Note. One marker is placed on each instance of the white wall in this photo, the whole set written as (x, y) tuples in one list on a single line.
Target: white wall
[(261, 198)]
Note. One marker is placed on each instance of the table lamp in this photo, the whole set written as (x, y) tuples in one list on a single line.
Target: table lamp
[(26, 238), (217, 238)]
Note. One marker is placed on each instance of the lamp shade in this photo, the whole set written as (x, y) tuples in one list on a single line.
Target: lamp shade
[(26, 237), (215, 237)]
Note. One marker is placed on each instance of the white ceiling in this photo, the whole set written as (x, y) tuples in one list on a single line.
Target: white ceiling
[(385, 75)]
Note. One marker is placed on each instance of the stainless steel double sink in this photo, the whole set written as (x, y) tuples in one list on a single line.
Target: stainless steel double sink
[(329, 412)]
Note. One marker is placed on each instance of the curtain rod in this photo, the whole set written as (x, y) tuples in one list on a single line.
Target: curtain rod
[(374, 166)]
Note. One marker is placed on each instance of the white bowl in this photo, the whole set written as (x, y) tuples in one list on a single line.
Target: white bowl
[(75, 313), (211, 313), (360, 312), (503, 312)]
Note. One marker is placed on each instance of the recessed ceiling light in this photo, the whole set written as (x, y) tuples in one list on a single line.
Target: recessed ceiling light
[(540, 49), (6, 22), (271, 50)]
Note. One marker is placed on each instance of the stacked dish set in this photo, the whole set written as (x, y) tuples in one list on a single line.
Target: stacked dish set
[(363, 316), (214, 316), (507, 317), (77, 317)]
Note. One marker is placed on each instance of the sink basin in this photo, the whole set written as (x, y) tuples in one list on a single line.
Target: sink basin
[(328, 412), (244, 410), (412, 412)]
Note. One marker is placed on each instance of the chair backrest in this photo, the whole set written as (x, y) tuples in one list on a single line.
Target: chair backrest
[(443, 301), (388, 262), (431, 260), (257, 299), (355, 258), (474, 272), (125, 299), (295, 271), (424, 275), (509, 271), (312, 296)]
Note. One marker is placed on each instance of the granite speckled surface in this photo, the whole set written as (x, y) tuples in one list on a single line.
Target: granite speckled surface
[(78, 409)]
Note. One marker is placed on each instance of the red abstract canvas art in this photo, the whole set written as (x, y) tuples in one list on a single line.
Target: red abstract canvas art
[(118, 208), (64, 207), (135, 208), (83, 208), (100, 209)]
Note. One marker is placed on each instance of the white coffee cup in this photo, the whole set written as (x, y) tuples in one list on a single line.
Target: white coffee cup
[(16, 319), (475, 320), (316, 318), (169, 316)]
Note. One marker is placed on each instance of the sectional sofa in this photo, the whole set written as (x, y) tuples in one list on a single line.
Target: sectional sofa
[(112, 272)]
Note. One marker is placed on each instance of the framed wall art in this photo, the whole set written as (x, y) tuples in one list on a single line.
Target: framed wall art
+++++
■ WORK INSTRUCTIONS
Format every line of the listing above as a Markdown table with two columns, No. and Line, giving each row its number and skipping any blank lines.

■ ANSWER BELOW
| No. | Line |
|---|---|
| 1 | Note. One marker is placed on each instance of the white wall in this photo, the whole set written as (x, y) tuples in one list on a single line. |
| 2 | Target: white wall |
| 3 | [(261, 198)] |
| 4 | Note. One marker is placed on each instance of the table lamp in this photo, the whole set written as (x, y) tuples in one list on a single line. |
| 5 | Target: table lamp |
| 6 | [(26, 238), (217, 238)] |
| 7 | Note. One marker is placed on each instance of the lamp shade in this photo, the whole set written as (x, y) tuples in one list on a single line. |
| 8 | Target: lamp shade |
| 9 | [(26, 237), (215, 237)] |
| 10 | Note. One marker is placed on each instance of the white ceiling in this photo, the whole set written as (x, y) tuples in one list on a single line. |
| 11 | Target: white ceiling |
| 12 | [(385, 75)] |
| 13 | Note. One marker is placed on each instance of the stainless steel double sink in this photo, the whole set written as (x, y) tuples in one list on a single line. |
| 14 | Target: stainless steel double sink |
| 15 | [(329, 412)] |
| 16 | Note. One marker is placed on each instance of the curtain rod in this photo, the whole set written as (x, y) tuples in one list on a single line. |
| 17 | Target: curtain rod |
| 18 | [(374, 166)] |
| 19 | Note. One marker is placed on each instance of the white bowl in this photo, the whole set written as (x, y) tuples in one list on a single line. |
| 20 | Target: white bowl |
| 21 | [(75, 313), (211, 313), (360, 312), (503, 312)] |
| 22 | Note. One marker is placed on each instance of the recessed ceiling light in this photo, the whole set written as (x, y) tuples in one list on a single line. |
| 23 | Target: recessed ceiling light |
| 24 | [(540, 49), (6, 22), (271, 50)] |
| 25 | Note. One marker is placed on each instance of the stacked dish set in this photo, the whole set written as (x, y) tuples in one list on a single line. |
| 26 | Target: stacked dish set |
| 27 | [(363, 316), (214, 316), (507, 317), (77, 317)] |
| 28 | Note. One marker is placed on each instance of the sink basin in this photo, the whole set written as (x, y) tuples in one list on a single line. |
| 29 | Target: sink basin |
| 30 | [(328, 412), (244, 410), (412, 412)] |
| 31 | Note. One marker is placed on each instance of the chair backrest in this photo, the whole set written as (x, y) tuples in one list on a single line. |
| 32 | Target: chair backrest |
| 33 | [(443, 301), (388, 262), (431, 260), (257, 299), (355, 258), (474, 272), (125, 299), (295, 271), (424, 275), (509, 271), (312, 296)] |
| 34 | Note. One marker is placed on each instance of the granite speckled surface in this photo, the whole set written as (x, y) tuples in one list on a single line. |
| 35 | Target: granite speckled surface |
| 36 | [(78, 409)] |
| 37 | Note. One marker is placed on each instance of the red abstract canvas art in this photo, the whole set written as (x, y) tuples in one list on a single line. |
| 38 | Target: red abstract canvas art |
| 39 | [(118, 208), (64, 207), (135, 208), (83, 208), (100, 209)] |
| 40 | Note. One marker is placed on each instance of the white coffee cup in this photo, the whole set written as (x, y) tuples in one list on a single line. |
| 41 | Target: white coffee cup |
| 42 | [(16, 319), (475, 320), (316, 318), (169, 316)] |
| 43 | Note. One marker is placed on each instance of the sectional sofa in this photo, the whole set written as (x, y) tuples in one list on a single line. |
| 44 | Target: sectional sofa |
| 45 | [(112, 272)] |
| 46 | Note. One marker is placed on each instance of the framed wall art in this photo, the whole set written as (x, y) tuples in one list on a single line. |
| 47 | Target: framed wall art |